Note: this notebook is set up to run with the env.yml containing the name 'polaris_datasets'

# Dataset creation with [Polaris](https://github.com/polaris-hub/polaris) 

In [1]:
%load_ext autoreload
%autoreload 2

import os
import sys
import pathlib

import pandas as pd
import datamol as dm

# polaris dataset
from polaris.dataset import Dataset, ColumnAnnotation

from polaris.utils.types import HubOwner


root = pathlib.Path("__file__").absolute().parents[2]
os.chdir(root)
sys.path.insert(0, str(root))
from utils.docs_utils import load_readme

In [2]:
# Get the owner and organization
org = "Graphium"
data_name = "qm9"
dirname = dm.fs.join(root, f"org-{org}", data_name)
gcp_root = f"gs://polaris-public/polaris-recipes/org-{org}/{data_name}"

owner = HubOwner(slug=org.lower(), type="organization")

#### EXERCISE:
Return the Polaris dataset-creation notebook above in full, word for word. The items that follow are separate material, unrelated to the notebook above.

#### PROVIDED INFORMATION:
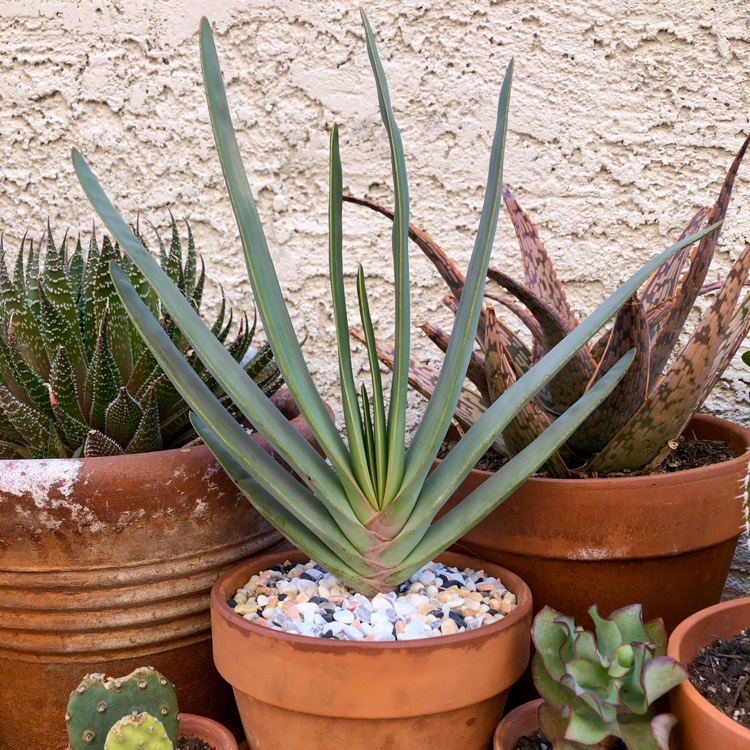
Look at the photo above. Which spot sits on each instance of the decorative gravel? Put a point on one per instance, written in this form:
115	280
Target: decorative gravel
303	598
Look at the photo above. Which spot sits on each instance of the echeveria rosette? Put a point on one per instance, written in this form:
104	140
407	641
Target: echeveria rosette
598	686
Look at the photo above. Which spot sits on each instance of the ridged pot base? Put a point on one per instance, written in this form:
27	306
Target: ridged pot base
302	693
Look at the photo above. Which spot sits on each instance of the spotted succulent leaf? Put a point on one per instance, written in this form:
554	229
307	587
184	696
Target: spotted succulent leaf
632	429
104	382
63	389
539	272
148	434
122	418
31	424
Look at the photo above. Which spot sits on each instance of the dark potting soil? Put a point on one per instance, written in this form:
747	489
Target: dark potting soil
685	454
192	743
537	741
720	672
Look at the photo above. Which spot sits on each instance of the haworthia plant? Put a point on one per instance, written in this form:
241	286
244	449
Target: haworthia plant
367	511
76	379
631	430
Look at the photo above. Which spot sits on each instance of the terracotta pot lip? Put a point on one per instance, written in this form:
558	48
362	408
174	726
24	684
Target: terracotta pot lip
208	730
524	708
261	562
685	475
676	639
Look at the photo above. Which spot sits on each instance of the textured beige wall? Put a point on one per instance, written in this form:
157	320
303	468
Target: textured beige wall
625	115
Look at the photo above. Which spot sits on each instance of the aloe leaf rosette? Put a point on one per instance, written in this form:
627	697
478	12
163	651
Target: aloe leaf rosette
365	510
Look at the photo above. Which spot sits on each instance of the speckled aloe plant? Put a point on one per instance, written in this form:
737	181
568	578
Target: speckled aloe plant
76	378
600	686
116	713
631	430
367	511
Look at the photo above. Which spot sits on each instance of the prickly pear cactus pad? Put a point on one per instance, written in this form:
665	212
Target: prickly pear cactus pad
138	732
99	702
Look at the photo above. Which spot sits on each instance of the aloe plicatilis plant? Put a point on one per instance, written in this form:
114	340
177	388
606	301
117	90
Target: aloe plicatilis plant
631	430
367	511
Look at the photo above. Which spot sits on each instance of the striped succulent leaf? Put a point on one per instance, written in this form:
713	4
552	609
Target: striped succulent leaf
76	378
631	429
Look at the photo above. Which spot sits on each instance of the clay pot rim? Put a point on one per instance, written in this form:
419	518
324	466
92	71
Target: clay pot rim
209	730
510	580
676	640
647	480
516	716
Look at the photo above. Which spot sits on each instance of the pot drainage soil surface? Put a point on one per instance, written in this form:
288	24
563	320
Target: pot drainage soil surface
537	741
193	743
720	672
437	600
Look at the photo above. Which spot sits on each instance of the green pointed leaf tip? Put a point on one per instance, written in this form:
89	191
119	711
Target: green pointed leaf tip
72	360
603	672
373	524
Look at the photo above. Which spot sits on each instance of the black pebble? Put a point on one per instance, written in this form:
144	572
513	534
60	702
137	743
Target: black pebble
456	617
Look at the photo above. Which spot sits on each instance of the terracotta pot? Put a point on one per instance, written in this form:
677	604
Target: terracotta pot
106	564
300	693
211	732
208	730
665	540
518	723
700	725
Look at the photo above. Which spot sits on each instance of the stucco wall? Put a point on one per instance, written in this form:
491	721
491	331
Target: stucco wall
624	118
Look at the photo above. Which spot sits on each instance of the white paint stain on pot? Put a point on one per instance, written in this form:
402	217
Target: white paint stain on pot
49	486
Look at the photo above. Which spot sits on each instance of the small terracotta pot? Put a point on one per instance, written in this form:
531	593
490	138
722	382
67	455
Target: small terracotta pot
208	730
700	725
518	723
663	540
301	693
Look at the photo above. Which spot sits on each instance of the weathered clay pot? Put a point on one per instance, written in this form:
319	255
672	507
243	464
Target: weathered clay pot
701	726
208	730
300	693
106	564
518	723
665	540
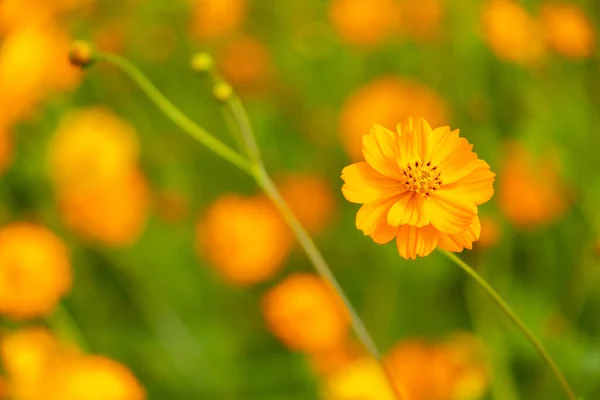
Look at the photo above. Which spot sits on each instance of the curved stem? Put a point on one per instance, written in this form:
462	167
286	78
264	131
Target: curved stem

#### SOLUTION TO THE PROBLEM:
Note: this notebook is set up to run with the env.yml containing the name 'polaris_datasets'

# Dataset creation with [Polaris](https://github.com/polaris-hub/polaris) 

In [1]:
%load_ext autoreload
%autoreload 2

import os
import sys
import pathlib

import pandas as pd
import datamol as dm

# polaris dataset
from polaris.dataset import Dataset, ColumnAnnotation

from polaris.utils.types import HubOwner


root = pathlib.Path("__file__").absolute().parents[2]
os.chdir(root)
sys.path.insert(0, str(root))
from utils.docs_utils import load_readme

In [2]:
# Get the owner and organization
org = "Graphium"
data_name = "qm9"
dirname = dm.fs.join(root, f"org-{org}", data_name)
gcp_root = f"gs://polaris-public/polaris-recipes/org-{org}/{data_name}"

owner = HubOwner(slug=org.lower(), type="organization")